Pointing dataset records
• • • • • • •

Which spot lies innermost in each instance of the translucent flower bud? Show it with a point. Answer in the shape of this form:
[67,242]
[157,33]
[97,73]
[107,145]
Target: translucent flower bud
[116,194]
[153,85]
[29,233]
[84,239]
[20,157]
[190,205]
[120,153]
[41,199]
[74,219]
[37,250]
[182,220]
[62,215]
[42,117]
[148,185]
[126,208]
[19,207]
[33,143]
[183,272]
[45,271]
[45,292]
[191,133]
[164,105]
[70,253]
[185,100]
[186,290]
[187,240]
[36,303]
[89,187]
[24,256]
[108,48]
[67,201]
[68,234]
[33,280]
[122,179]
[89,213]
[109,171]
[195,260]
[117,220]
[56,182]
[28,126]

• • • • • • •

Copy out all of the material above, replacing "translucent flower bud" with "pale flower bud" and leaving everything else unchanged.

**Solution**
Which spot lies innermost in each instance of the pale flower bud? Show it with a point. Answer in the shape of this form:
[67,242]
[157,33]
[97,73]
[107,145]
Target: pale flower bud
[116,194]
[153,85]
[29,233]
[84,239]
[20,157]
[190,205]
[120,153]
[41,199]
[74,219]
[37,250]
[182,220]
[62,215]
[42,117]
[148,185]
[126,208]
[19,207]
[33,143]
[183,272]
[45,271]
[45,292]
[191,133]
[164,105]
[70,253]
[185,100]
[186,290]
[187,240]
[36,303]
[89,187]
[24,256]
[108,48]
[67,201]
[68,234]
[33,280]
[122,179]
[89,213]
[109,171]
[195,260]
[117,220]
[56,182]
[28,126]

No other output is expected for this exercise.